> **Text shown**:
Discours de Bernie Sanders
Mise à jour le Samedi, 11 Octobre 2014 15:55 Écrit par Henri Hude Vendredi, 16 Mai 2014 09:17Au Congrès américain, il existe des personnalités décentes. En voici une.
The top 25 hedge fund managers made last year over $24 billion. This is enough to pay the salaries of more than 425,000 public schoolteachers.
By Bernie Sanders
Senator from Vermont
March 29, 2014
Madam President, as the longest serving Independent in the history of the U.S. Congress, I wish to address an issue which I believe does not get the kind of discussion it should from either political party but certainly not from our Republican colleagues--the moral, economic, and political dimensions of the kind of income and wealth inequality which we have in our country today. In my view, this is the most important issue facing the United States because it impacts on virtually every aspect of our lives. It is an issue we must be discussing thoroughly and one in which the American people have to be engaged.

> **Data provided**:
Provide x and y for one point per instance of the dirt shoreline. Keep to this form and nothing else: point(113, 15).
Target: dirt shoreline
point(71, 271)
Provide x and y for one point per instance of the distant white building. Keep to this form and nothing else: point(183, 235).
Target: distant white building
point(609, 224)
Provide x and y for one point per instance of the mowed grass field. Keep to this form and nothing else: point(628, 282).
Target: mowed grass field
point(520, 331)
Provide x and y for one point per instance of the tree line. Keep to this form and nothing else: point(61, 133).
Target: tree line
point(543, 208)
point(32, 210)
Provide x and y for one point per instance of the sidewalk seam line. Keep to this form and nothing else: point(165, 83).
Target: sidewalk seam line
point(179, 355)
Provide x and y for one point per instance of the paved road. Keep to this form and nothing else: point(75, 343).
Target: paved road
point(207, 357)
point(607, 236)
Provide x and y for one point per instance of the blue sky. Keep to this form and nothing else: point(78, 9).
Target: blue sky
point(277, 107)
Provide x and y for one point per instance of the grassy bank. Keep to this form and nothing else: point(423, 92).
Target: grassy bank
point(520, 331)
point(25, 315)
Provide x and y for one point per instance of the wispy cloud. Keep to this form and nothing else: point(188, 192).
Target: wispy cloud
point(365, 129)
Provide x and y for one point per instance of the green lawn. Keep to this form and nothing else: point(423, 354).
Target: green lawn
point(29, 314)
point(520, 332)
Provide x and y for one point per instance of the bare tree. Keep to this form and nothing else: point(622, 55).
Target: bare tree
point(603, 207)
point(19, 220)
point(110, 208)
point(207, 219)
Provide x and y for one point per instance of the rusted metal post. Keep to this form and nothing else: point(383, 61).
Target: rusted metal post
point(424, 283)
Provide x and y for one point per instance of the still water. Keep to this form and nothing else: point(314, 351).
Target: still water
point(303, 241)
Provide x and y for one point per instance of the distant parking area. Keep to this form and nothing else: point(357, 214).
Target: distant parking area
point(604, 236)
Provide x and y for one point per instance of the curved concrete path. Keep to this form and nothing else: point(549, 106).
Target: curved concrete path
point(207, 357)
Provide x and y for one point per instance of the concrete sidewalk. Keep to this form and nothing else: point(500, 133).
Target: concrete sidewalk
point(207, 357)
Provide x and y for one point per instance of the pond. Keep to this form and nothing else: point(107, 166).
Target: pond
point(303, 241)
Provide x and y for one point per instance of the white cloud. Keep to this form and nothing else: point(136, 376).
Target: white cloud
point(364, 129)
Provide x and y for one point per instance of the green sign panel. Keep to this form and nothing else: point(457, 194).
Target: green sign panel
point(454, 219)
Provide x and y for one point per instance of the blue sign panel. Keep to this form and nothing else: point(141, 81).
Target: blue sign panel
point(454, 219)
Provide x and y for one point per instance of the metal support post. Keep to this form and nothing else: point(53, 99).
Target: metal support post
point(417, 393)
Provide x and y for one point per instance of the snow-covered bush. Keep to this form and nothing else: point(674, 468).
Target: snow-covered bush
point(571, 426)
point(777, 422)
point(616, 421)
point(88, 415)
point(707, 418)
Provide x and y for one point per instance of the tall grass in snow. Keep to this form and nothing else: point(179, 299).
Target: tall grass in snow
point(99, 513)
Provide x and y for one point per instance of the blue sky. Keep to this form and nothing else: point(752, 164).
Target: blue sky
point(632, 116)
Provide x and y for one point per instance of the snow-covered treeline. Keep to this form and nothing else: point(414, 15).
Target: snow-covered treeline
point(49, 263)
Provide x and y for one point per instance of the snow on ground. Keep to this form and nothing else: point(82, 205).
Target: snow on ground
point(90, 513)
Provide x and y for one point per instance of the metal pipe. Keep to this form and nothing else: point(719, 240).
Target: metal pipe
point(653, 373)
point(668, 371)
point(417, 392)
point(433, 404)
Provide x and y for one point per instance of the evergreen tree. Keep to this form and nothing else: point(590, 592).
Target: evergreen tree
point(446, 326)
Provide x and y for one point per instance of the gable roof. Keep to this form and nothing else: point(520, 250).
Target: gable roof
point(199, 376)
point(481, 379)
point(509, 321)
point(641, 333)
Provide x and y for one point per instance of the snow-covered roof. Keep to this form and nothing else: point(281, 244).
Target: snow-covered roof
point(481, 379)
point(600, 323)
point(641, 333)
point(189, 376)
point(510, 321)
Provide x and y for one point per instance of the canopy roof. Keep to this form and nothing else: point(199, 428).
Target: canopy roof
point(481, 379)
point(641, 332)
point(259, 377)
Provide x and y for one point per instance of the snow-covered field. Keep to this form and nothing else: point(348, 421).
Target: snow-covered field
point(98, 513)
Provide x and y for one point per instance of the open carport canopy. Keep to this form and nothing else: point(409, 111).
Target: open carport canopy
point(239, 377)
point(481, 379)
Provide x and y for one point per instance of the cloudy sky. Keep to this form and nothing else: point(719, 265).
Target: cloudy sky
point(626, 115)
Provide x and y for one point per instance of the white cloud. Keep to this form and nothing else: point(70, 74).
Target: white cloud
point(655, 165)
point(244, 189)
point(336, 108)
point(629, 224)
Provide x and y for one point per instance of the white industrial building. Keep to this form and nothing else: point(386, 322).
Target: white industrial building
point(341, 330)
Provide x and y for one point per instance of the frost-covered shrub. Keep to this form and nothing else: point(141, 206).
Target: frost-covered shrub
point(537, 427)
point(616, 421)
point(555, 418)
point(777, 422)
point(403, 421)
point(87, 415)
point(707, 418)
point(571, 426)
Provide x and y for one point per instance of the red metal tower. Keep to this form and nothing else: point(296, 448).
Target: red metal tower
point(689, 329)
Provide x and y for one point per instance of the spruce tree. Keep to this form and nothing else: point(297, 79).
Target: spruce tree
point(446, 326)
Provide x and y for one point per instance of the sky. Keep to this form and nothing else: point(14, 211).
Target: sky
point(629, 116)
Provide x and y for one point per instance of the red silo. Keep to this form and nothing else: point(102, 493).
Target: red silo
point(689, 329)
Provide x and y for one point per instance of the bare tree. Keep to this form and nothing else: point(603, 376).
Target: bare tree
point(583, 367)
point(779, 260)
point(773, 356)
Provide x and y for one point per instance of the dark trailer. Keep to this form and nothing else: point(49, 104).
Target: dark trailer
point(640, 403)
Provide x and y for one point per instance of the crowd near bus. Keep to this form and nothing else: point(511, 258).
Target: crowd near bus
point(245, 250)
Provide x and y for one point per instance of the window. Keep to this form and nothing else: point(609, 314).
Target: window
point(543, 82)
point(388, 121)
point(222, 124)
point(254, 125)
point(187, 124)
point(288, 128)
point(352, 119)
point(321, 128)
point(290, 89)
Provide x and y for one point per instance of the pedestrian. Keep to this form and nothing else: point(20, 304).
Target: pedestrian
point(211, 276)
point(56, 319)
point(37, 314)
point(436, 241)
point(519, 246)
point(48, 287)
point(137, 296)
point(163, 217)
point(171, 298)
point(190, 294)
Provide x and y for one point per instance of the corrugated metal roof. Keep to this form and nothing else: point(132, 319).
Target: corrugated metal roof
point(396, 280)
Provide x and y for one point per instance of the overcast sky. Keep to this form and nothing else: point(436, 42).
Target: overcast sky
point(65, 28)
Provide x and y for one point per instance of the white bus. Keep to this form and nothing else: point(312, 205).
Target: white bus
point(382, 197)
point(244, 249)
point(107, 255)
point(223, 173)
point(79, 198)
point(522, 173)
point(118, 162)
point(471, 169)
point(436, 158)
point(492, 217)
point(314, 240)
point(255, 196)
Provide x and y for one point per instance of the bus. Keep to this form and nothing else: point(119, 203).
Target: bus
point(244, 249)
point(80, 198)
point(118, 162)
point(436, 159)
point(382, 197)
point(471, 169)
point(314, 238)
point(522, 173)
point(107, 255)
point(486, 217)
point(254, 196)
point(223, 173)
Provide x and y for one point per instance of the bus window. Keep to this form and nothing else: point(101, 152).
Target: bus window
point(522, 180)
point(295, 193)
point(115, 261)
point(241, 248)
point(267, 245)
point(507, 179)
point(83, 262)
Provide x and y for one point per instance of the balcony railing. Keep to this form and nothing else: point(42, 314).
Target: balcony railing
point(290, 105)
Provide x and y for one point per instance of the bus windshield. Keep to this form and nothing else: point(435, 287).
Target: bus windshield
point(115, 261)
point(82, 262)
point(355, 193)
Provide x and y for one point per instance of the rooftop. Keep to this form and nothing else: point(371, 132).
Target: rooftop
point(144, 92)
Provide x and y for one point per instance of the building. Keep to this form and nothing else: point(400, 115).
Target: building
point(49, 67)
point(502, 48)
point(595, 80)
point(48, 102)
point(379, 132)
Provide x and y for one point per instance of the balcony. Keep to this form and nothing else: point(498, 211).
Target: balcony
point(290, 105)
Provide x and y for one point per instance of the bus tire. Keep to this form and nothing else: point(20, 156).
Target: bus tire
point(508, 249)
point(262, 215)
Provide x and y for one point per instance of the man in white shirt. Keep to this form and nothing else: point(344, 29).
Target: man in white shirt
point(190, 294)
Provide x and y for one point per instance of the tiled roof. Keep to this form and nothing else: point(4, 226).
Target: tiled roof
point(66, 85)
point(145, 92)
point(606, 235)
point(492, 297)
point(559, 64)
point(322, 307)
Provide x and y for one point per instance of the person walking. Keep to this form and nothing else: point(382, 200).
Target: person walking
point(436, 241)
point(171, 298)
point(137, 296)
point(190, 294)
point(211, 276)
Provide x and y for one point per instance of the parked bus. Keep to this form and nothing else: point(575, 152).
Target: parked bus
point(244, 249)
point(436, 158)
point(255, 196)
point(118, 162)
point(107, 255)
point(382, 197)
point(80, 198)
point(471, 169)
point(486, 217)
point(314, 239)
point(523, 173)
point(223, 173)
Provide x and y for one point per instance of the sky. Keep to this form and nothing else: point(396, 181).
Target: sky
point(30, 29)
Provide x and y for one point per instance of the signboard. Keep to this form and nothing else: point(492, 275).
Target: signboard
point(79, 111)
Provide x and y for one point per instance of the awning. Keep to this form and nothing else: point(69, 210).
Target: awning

> **Work to complete**:
Answer these questions using the Bernie Sanders speech text above.
1. How much did the top 25 hedge fund managers make last year?
2. Which state is Bernie Sanders a senator from?
3. What issue does the speaker call the most important one facing the United States?

> **Finished task**:
1. Over $24 billion.
2. Vermont.
3. The moral, economic, and political dimensions of income and wealth inequality in the country today.